[start DATASET ENTRIES]

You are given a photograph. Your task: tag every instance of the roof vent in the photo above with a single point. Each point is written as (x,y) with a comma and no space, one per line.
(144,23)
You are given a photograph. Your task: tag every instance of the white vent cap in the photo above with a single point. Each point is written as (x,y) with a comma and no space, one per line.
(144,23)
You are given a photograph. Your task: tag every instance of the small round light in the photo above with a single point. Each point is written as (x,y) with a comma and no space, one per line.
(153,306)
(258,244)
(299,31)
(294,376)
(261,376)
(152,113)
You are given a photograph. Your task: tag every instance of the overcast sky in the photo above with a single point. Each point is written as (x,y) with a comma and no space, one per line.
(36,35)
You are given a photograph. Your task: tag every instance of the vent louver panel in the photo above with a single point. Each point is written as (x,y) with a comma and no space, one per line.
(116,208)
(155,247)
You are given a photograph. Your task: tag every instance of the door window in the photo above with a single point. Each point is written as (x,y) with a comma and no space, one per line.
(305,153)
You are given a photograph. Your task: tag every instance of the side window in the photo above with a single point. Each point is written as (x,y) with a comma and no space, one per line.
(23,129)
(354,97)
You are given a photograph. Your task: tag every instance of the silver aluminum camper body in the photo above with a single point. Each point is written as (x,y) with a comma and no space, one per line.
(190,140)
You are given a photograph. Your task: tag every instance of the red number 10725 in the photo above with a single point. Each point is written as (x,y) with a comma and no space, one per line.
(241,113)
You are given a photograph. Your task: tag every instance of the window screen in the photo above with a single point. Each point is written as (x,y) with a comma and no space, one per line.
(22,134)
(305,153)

[end DATASET ENTRIES]

Render every line of the material above as a JSON list of strings, with one string per line and blank lines left out.

RESULT OF THIS EXERCISE:
[
  "You are given a photograph. Your task: tag every instance of the roof vent in the photo above with a single point. Each point is written as (x,y) with a comma and no space, one per line.",
  "(144,23)",
  "You are given a photograph. Your task: tag every instance of the white vent cap in the photo above with a single point. Each point is written as (x,y) with a comma and no space, one per line.",
  "(144,23)",
  "You are given a photograph. Your task: tag every instance of the small round light in the photo above with a single point. Each point is written as (x,y) with a comma and no space, one per line.",
  "(153,306)",
  "(258,244)",
  "(299,31)",
  "(294,376)",
  "(261,376)",
  "(152,113)",
  "You are given a photograph. Your task: tag every instance of the overcast sky in the photo above with a single point. Each point is written as (x,y) with a comma and no space, one per line.",
  "(36,35)",
  "You are given a photograph. Your task: tag every instance of the vent louver panel in the photo above with a single point. Each point is written as (x,y) with a comma and no space, one per line.",
  "(116,208)",
  "(155,247)",
  "You are given a photograph. Your task: tag every instance of the door window in the photo above with a single point. Each point is written as (x,y) with a comma and no space, one per line.",
  "(305,153)",
  "You are given a photograph. Your task: tag every instance of the side window in the photo above with a single point. Each point is written as (x,y) with a comma and no space, one per line.",
  "(23,129)",
  "(354,97)",
  "You are given a photograph. Your task: tag every instance of the silver aluminum camper body in the photo above with a single point. Each point is written as (x,y) with a comma and no space, one per line.",
  "(190,140)",
  "You are given a photograph. Your task: tag every instance of the red number 10725 in the photo above with a single point. Each point is written as (x,y) with a comma and no space, one per line.",
  "(241,113)",
  "You are given a photograph. Your task: tag every instance of the window screen in the photo above with a single point. Each point is written as (x,y) with a comma and no space, one per line.",
  "(22,134)",
  "(305,153)"
]